IM Agent Interaction Model
Summary
AgentInbox should model IM integrations as three separate capabilities:
- durable reminder subscriptions
- on-demand context fetching
- feedback and reply operations
For IM providers such as Feishu/Lark, the provider usually exposes an app-level
message event stream rather than a separate provider-side subscription for each
chat or mention target. AgentInbox should keep that provider stream shared,
then represent chat-level and mention-level interest as agent-specific
subscriptions.
When an agent receives an IM reminder, the inbox item should include enough
stable anchors to fetch more context later, but it should not eagerly store the
whole chat window. Context fetching should be an explicit source-specific read
operation routed through AgentInbox and backed by UXC provider credentials.
The first implementation target is Feishu/Lark.
Problem
The desired user experience is:
- an agent follows a group mention
- someone mentions the agent in a group
- the agent receives a concise reminder
- the agent asks for message context before responding
- the agent replies in the right place
This does not fit cleanly into a single "message received" event.
If the inbox item stores only the mention event, the agent lacks enough context to answer well. If the inbox item eagerly stores a large chat window, the source will do unnecessary provider reads, create large inbox entries, and make the subscription path depend on runtime-specific reasoning needs.
There is also a product-boundary question. Agents can call provider CLIs such as
lark-cli, but making that the normal path leaks provider tooling, credentials,
and output shape into every agent runtime.
Goals
- make IM reminders first-class without turning each chat into a private source
- keep provider credentials and API access behind UXC-backed source modules
- let agents fetch context only when they need it
- expose stable, structured context data instead of provider CLI output
- preserve delivery and feedback as
DeliveryHandleplus source-specific operations - make Feishu/Lark the first case without hardcoding Feishu/Lark semantics into the core
- keep
lark-cliuseful for development, debugging, and smoke testing, not as the required runtime contract
Non-Goals
- do not make
AgentInboxan IM client - do not build a general chat UI or conversation memory layer
- do not copy all provider messages into AgentInbox by default
- do not require every IM provider to expose identical event or context APIs
- do not let agents directly manage provider credentials
- do not make
lark-clithe product contract for agents
Terms
IM Host
A provider account or app identity that can receive and send IM events.
For Feishu/Lark this is the app/bot identity configured in UXC.
IM Message Stream
A shared source stream of provider message events.
For Feishu/Lark this maps to app-level im.message.receive_v1 event
consumption. It is not scoped to one chat.
Reminder Subscription
An agent-specific interest over a shared IM message stream.

* [Provided data]:
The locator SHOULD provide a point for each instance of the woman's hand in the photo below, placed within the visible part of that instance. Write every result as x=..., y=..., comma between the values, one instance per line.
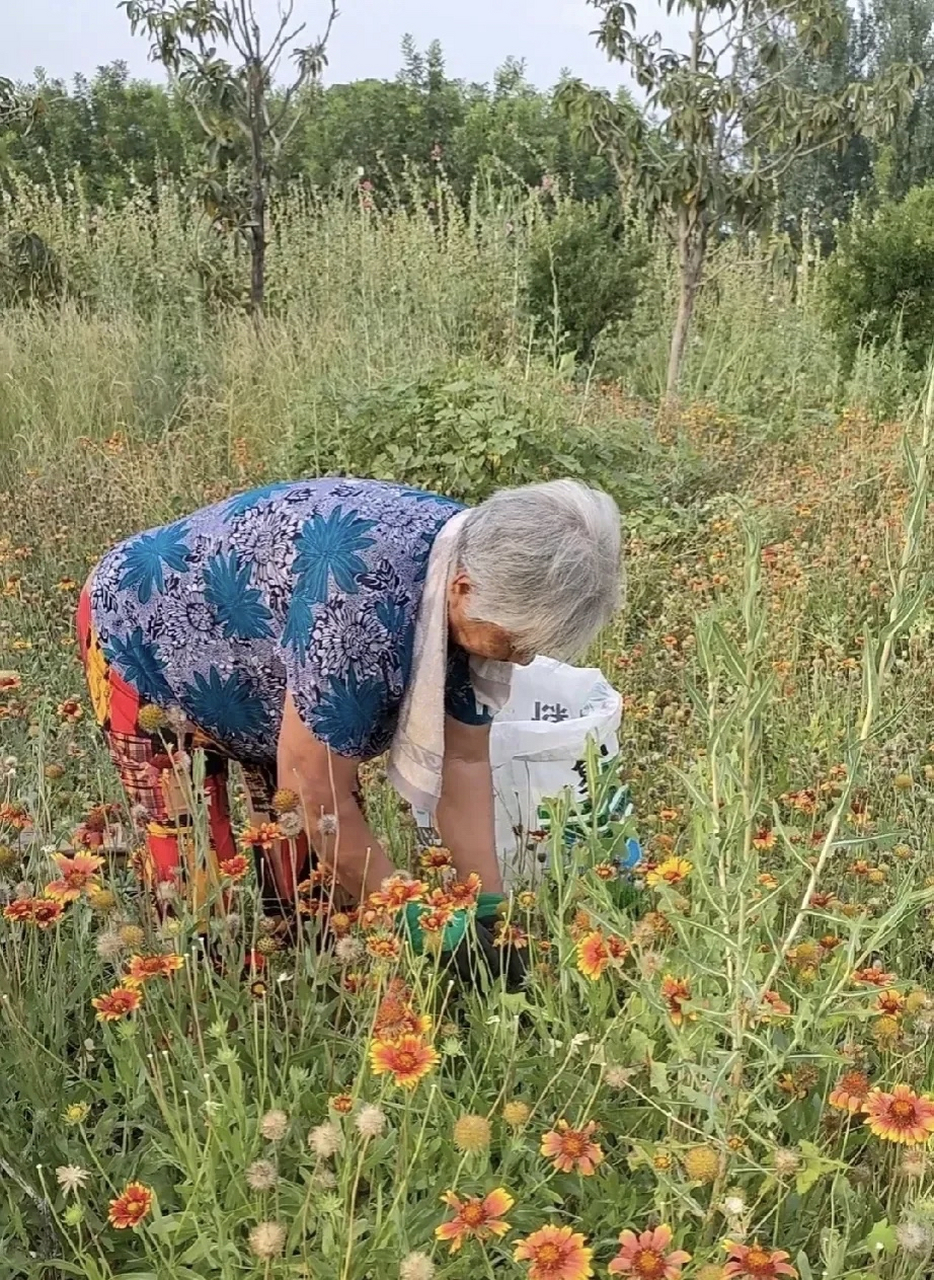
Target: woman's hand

* [Jobs]:
1/ List the steps of the desired user experience given under "Problem" in the IM Agent Interaction Model text above.
2/ From the IM Agent Interaction Model text above, write out the part that opens with the words containing "When an agent" and closes with "UXC provider credentials.".

* [List of solutions]:
1/
- an agent follows a group mention
- someone mentions the agent in a group
- the agent receives a concise reminder
- the agent asks for message context before responding
- the agent replies in the right place

2/
When an agent receives an IM reminder, the inbox item should include enough
stable anchors to fetch more context later, but it should not eagerly store the
whole chat window. Context fetching should be an explicit source-specific read
operation routed through AgentInbox and backed by UXC provider credentials.